**QUÉ HACER**
Traduce al inglés esta oración del fragmento sobre el fútbol venezolano: "El miércoles en Málaga habrá muchos motivos para el orgullo cuando Venezuela se mida a España."

A quien pone el dedo en el ojo se le califica de catastrofista. Da igual si después de cada curso un proyecto quiebra, la violencia se apodera de los estadios o quedan familias a la deriva por las deudas impagas. Siempre habrá un partido de la selección para pintarnos un panorama ficticio, mejorar el ranking de la FIFA y generar aquellos comentarios externos que hablan de “lo mucho que ha evolucionado el fútbol venezolano” desde el más profundo desconocimiento.

El miércoles en Málaga habrá muchos motivos para el orgullo cuando Venezuela se mida a España. Será el día de ponerse las galas y rendir honores al hijo aventajado. El otro observará a la distancia con el regusto amargo de quien no tiene con qué vestirse para asistir a la fiesta.

Columna publicada en el diario El Nacional (27/02/12)

lunes, 20 de febrero de 2012

Hijos ilustres

A Juan Arango no lo nombrarán ciudadano ilustre de la impronunciable Moenchengladbach, con todo y que su excelente momento futbolístico podría llevar al club alemán a reverdecer glorias perdidas. Pero sí podría serlo de Maracay, la patria chica en la que nació hace 31 años y cuyo gentilicio representa cada vez que su estampa recorre el planeta.

**BLOQUE DE DATOS**
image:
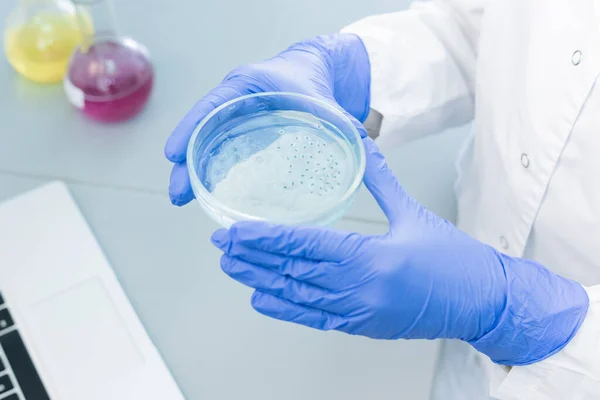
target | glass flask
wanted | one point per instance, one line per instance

**RESPUESTA**
On Wednesday in Málaga there will be plenty of reasons for pride when Venezuela takes on Spain.